Start INFORMATION SUPPLIED
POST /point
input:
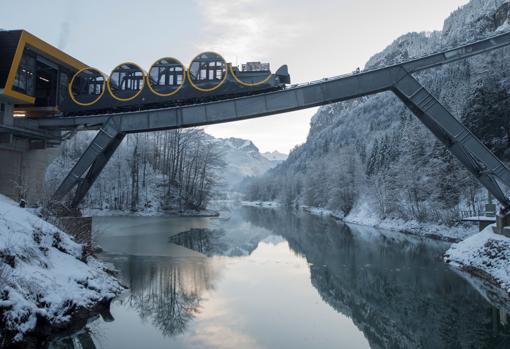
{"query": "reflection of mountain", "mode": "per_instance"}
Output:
(232, 238)
(165, 290)
(395, 290)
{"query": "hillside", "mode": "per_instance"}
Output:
(372, 157)
(163, 171)
(45, 277)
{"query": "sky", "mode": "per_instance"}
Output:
(316, 39)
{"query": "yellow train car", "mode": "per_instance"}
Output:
(34, 75)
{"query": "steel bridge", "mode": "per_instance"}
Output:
(398, 78)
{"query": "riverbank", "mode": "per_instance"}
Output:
(92, 212)
(46, 279)
(363, 216)
(485, 255)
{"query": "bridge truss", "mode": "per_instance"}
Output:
(462, 143)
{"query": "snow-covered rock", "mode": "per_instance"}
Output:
(275, 156)
(486, 255)
(44, 275)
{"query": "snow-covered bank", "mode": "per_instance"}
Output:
(93, 212)
(364, 216)
(45, 276)
(486, 255)
(263, 204)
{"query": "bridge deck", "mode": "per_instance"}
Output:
(479, 160)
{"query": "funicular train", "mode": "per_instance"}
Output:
(168, 83)
(41, 80)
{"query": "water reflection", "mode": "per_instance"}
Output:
(394, 288)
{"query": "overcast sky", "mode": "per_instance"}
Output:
(315, 38)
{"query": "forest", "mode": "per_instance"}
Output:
(159, 171)
(373, 155)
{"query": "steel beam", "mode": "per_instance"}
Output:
(461, 142)
(105, 139)
(95, 170)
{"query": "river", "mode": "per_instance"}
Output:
(279, 279)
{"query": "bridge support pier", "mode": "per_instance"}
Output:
(503, 224)
(91, 163)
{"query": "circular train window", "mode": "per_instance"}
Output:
(87, 86)
(207, 72)
(166, 77)
(126, 82)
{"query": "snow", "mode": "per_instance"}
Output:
(364, 214)
(263, 204)
(485, 253)
(43, 273)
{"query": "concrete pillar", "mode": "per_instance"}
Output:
(34, 165)
(503, 224)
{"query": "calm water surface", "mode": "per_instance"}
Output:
(279, 279)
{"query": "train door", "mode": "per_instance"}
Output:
(46, 84)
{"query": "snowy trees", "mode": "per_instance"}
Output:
(161, 170)
(373, 150)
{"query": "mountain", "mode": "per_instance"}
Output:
(372, 156)
(242, 159)
(275, 156)
(163, 171)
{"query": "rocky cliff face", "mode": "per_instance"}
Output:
(372, 152)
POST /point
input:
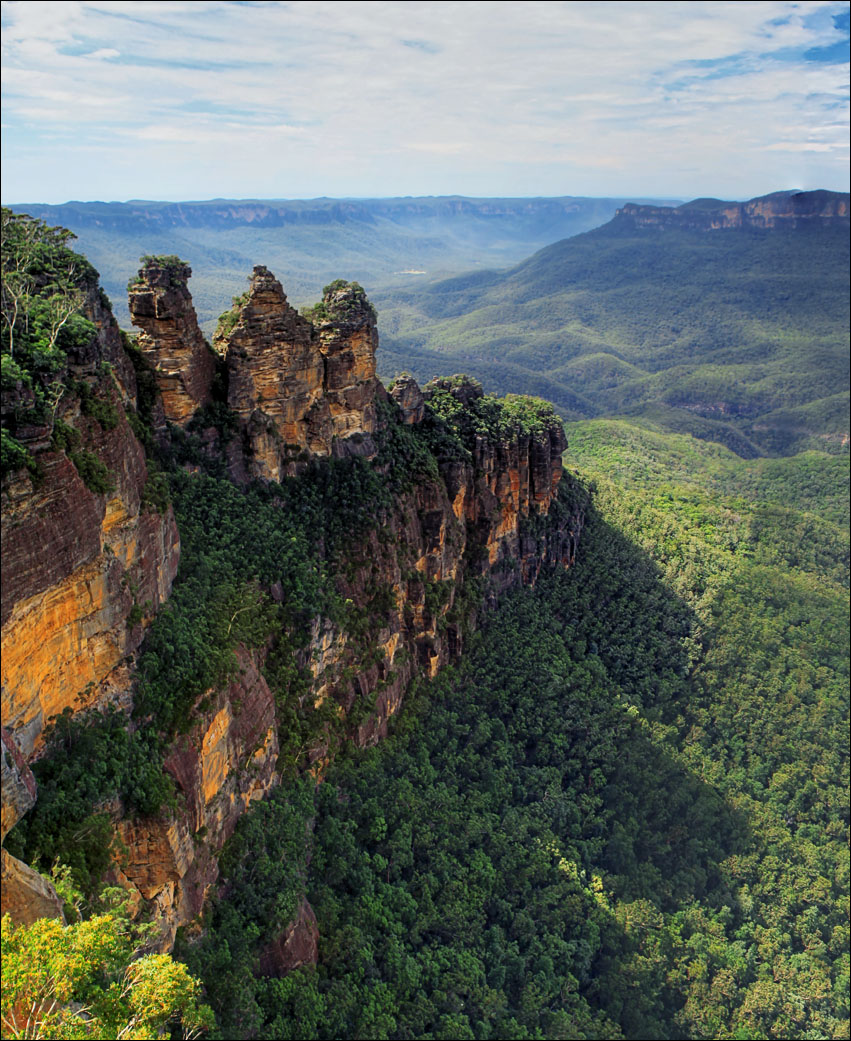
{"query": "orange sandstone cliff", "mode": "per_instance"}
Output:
(83, 570)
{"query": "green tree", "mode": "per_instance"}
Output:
(82, 981)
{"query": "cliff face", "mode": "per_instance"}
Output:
(78, 556)
(299, 388)
(81, 564)
(84, 564)
(780, 209)
(161, 308)
(225, 762)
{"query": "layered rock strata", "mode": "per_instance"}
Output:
(170, 338)
(83, 570)
(298, 387)
(78, 563)
(223, 764)
(24, 894)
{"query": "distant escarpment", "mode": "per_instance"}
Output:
(336, 541)
(793, 209)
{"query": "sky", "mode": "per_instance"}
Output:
(207, 99)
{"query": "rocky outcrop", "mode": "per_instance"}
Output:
(297, 945)
(76, 563)
(161, 308)
(84, 562)
(408, 397)
(24, 894)
(85, 567)
(779, 209)
(299, 387)
(225, 762)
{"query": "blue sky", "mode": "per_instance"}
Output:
(196, 100)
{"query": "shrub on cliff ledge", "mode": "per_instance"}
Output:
(80, 982)
(461, 404)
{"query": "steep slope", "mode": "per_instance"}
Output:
(333, 547)
(728, 321)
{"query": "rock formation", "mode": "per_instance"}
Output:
(299, 387)
(83, 568)
(161, 308)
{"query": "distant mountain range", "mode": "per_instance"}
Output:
(724, 320)
(309, 243)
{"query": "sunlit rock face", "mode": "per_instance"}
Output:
(170, 339)
(84, 572)
(300, 387)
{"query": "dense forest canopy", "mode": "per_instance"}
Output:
(623, 813)
(737, 335)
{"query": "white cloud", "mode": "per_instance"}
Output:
(365, 98)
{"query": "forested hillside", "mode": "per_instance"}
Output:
(736, 334)
(623, 814)
(391, 727)
(308, 243)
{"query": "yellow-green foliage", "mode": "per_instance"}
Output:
(80, 981)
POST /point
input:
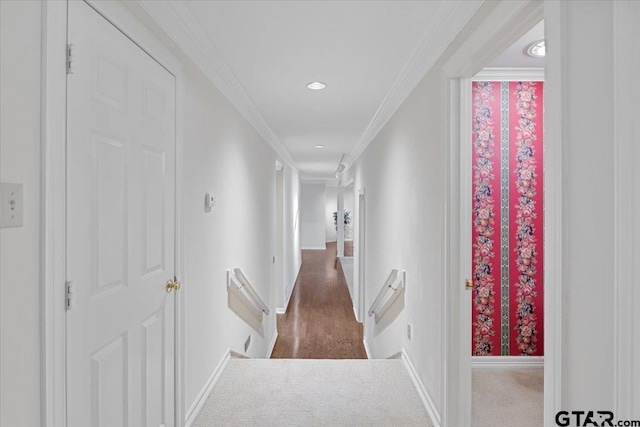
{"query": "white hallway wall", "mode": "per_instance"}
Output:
(312, 209)
(222, 154)
(20, 247)
(593, 116)
(403, 176)
(331, 206)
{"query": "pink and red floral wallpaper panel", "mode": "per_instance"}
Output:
(507, 219)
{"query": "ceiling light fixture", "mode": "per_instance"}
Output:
(536, 49)
(341, 167)
(316, 85)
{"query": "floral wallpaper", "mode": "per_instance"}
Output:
(507, 219)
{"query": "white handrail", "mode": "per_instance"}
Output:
(241, 287)
(388, 294)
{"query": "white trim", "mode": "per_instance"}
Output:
(123, 20)
(626, 56)
(53, 213)
(449, 19)
(180, 298)
(178, 22)
(53, 220)
(202, 397)
(554, 163)
(507, 361)
(272, 345)
(422, 391)
(366, 348)
(295, 280)
(358, 276)
(510, 74)
(502, 25)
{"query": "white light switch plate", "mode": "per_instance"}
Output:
(10, 205)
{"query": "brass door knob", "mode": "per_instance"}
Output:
(172, 285)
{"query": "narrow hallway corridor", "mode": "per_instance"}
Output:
(319, 322)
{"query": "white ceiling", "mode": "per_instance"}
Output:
(515, 56)
(261, 54)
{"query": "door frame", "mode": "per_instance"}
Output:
(501, 25)
(362, 236)
(53, 198)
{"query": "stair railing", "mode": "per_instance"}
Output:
(241, 287)
(390, 291)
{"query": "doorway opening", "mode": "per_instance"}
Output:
(504, 145)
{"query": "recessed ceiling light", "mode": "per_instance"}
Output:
(536, 49)
(316, 85)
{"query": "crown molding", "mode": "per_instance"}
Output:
(181, 26)
(450, 18)
(510, 74)
(497, 31)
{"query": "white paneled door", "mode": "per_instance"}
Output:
(120, 229)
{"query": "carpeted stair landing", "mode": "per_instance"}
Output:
(304, 392)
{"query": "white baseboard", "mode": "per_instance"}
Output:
(422, 391)
(272, 345)
(355, 313)
(507, 361)
(197, 405)
(366, 348)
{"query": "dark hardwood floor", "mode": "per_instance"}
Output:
(319, 323)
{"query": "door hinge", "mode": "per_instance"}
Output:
(71, 52)
(69, 295)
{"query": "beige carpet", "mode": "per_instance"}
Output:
(290, 392)
(507, 397)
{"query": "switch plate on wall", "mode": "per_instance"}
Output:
(11, 205)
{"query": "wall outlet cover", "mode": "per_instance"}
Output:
(11, 205)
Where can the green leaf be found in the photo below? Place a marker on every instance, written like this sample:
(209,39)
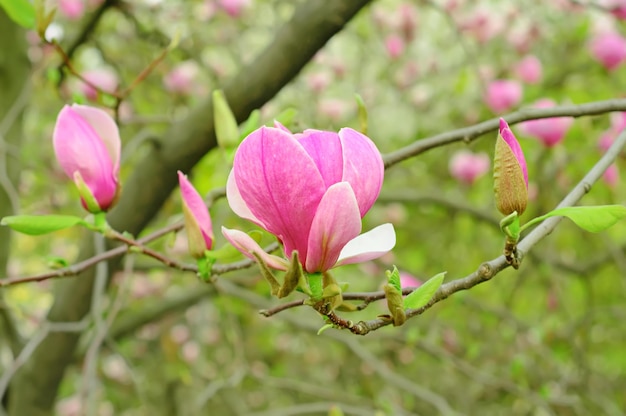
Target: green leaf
(423,294)
(40,224)
(593,218)
(21,12)
(393,278)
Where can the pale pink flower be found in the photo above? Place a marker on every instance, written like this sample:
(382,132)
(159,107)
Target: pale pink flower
(609,49)
(182,79)
(72,9)
(234,8)
(466,166)
(502,95)
(87,146)
(611,176)
(394,45)
(550,131)
(529,69)
(310,190)
(103,78)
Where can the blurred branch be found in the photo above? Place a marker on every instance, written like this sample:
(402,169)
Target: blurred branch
(471,133)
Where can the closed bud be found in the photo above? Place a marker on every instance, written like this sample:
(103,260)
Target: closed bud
(510,173)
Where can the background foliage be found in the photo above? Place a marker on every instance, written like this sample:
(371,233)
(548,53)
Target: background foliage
(546,339)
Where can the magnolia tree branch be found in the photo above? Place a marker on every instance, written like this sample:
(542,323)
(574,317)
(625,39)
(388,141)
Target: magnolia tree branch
(471,133)
(314,22)
(489,269)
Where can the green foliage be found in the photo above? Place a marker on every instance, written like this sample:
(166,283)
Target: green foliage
(423,294)
(21,12)
(40,224)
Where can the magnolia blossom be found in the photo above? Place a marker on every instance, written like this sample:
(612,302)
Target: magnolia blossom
(529,69)
(467,166)
(502,95)
(550,131)
(609,49)
(310,190)
(197,218)
(87,145)
(510,173)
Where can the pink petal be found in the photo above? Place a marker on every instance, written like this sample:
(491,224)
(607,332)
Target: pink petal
(197,207)
(363,167)
(105,128)
(280,184)
(368,246)
(78,148)
(246,245)
(336,222)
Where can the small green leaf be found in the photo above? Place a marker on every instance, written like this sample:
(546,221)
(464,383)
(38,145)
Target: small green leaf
(21,12)
(593,218)
(423,294)
(393,278)
(40,224)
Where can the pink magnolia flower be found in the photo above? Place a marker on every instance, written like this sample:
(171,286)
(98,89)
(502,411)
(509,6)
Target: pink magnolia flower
(502,95)
(394,45)
(181,79)
(510,173)
(72,9)
(310,190)
(466,166)
(234,8)
(87,145)
(197,218)
(550,131)
(609,49)
(611,176)
(103,78)
(529,69)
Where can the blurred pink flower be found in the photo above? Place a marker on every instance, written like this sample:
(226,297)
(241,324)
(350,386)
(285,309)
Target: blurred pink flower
(550,131)
(611,176)
(408,280)
(502,95)
(466,166)
(394,45)
(529,69)
(609,49)
(181,79)
(72,9)
(103,78)
(234,8)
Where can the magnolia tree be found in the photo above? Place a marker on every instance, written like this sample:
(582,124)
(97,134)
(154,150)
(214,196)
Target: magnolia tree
(299,172)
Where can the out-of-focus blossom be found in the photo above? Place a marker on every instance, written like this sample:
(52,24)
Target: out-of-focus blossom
(529,69)
(234,8)
(407,16)
(87,145)
(466,166)
(609,49)
(72,9)
(611,176)
(310,190)
(510,173)
(394,45)
(182,79)
(197,219)
(502,95)
(550,131)
(103,78)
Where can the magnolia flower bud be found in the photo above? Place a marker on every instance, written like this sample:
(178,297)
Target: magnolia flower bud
(510,173)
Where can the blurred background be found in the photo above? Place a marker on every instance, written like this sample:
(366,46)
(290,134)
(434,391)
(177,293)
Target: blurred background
(547,339)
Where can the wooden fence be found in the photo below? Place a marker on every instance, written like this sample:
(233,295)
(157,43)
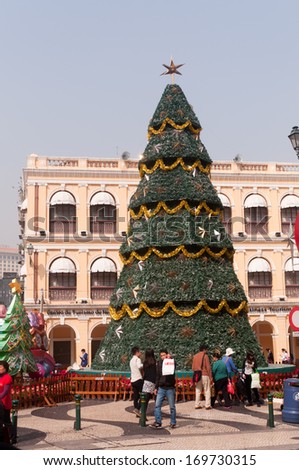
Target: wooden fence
(62,388)
(43,391)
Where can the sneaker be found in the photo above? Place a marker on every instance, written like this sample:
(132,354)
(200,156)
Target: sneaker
(155,425)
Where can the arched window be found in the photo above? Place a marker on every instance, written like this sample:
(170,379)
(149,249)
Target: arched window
(63,213)
(291,269)
(102,214)
(62,280)
(259,279)
(256,215)
(227,213)
(289,208)
(103,279)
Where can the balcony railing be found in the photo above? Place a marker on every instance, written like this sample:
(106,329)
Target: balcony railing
(66,227)
(62,293)
(252,228)
(260,292)
(101,293)
(103,228)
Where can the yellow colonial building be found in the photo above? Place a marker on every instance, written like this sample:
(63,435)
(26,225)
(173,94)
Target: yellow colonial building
(74,216)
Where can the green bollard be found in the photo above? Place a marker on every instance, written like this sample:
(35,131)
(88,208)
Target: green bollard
(14,421)
(270,422)
(77,423)
(142,420)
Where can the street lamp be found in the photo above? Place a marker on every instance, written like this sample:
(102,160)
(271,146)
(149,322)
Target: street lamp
(294,138)
(30,250)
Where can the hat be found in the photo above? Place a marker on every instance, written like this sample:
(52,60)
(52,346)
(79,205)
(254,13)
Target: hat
(229,351)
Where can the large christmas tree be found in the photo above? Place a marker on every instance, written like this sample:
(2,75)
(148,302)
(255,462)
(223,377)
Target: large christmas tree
(177,288)
(15,336)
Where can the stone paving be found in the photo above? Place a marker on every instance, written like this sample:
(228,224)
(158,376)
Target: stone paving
(111,425)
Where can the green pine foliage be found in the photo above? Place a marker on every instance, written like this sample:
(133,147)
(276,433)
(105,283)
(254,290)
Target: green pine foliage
(177,288)
(181,336)
(16,340)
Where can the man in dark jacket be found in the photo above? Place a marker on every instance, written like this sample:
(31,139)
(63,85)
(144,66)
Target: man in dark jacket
(165,387)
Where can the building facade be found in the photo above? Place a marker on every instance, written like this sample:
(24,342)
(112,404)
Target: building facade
(74,216)
(9,260)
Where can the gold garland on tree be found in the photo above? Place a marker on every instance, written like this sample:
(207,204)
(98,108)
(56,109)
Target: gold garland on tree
(143,210)
(179,161)
(152,130)
(182,248)
(157,313)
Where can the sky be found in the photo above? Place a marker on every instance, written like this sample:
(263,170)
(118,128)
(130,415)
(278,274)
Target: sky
(83,78)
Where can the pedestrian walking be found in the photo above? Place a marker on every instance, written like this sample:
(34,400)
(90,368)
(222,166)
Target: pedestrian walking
(149,375)
(220,377)
(201,363)
(230,365)
(5,402)
(250,367)
(270,358)
(136,378)
(84,358)
(165,388)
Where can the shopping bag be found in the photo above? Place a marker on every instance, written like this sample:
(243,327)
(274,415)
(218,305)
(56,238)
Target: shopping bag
(230,387)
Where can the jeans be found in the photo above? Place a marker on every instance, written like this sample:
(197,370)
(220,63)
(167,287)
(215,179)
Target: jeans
(250,390)
(169,393)
(203,384)
(137,389)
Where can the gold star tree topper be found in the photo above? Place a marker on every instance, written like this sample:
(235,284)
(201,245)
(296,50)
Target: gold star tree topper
(172,69)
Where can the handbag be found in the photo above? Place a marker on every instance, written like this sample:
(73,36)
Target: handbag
(197,374)
(230,387)
(255,380)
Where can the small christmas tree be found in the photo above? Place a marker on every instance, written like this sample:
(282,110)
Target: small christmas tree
(15,337)
(177,288)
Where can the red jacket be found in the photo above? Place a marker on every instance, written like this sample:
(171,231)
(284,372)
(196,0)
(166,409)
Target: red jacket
(6,385)
(206,366)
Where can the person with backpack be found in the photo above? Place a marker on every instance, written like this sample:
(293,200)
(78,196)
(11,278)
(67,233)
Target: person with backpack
(165,388)
(220,376)
(230,365)
(201,363)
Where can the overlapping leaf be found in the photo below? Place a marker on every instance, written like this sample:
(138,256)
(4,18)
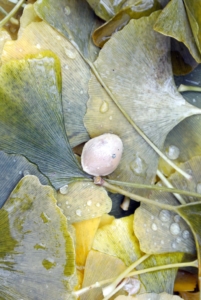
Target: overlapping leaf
(173,21)
(142,84)
(13,168)
(84,200)
(136,11)
(31,119)
(39,36)
(36,250)
(74,19)
(118,239)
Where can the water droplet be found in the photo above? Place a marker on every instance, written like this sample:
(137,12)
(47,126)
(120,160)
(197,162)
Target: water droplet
(64,189)
(174,245)
(67,10)
(104,107)
(178,240)
(138,166)
(172,152)
(89,203)
(164,215)
(70,53)
(154,227)
(177,218)
(186,234)
(78,212)
(175,228)
(199,188)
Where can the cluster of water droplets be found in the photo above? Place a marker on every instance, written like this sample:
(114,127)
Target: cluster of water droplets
End INFORMATION SUPPLIED
**WORK INSTRUCTIONS**: Output only the lines running from the line with "Where can the gold star" through the last line of the entries above, inclusive, with pictures excluded.

**REPLY**:
Where can the gold star tree topper be found in the photo above? Place a marker on every instance, written like this sample:
(235,284)
(201,245)
(296,50)
Target: gold star tree topper
(172,69)
Where can the handbag be found in the photo above? Place a marker on every instance, written like this sample:
(73,36)
Target: handbag
(197,374)
(230,387)
(255,380)
Where can the small christmas tree be found in the photo above? Place a marker on every instance, written like this sample:
(282,110)
Target: small christmas tree
(15,337)
(177,288)
Where can the red jacket be found in the photo above? Place a marker on every instance, written like this sample:
(171,231)
(284,372)
(196,0)
(166,409)
Target: red jacket
(6,385)
(206,366)
Where can the person with backpack be found in the photo above? Place a marker on every instance, written like this sample:
(293,200)
(78,196)
(11,278)
(67,233)
Target: person with backpack
(165,388)
(220,376)
(230,365)
(201,363)
Where can the overlapping leaf be found in the photo below? Place a marker on every instance, written like this sample:
(138,256)
(4,18)
Target: overlapping leaf
(173,21)
(142,84)
(13,168)
(84,200)
(136,11)
(31,119)
(39,36)
(36,250)
(74,19)
(118,239)
Where can the water droplet be found in the photo above? Place a marker on every instance, written like this sample:
(137,12)
(47,126)
(120,160)
(197,162)
Target: water droplet
(64,189)
(174,245)
(67,10)
(104,107)
(178,240)
(138,166)
(172,152)
(89,203)
(164,215)
(70,53)
(154,227)
(177,218)
(186,234)
(78,212)
(175,228)
(199,188)
Where can the cluster of water droplets be found in the photo above? Place a marker on every instance, written like this sample:
(114,127)
Target: cluster of water droplets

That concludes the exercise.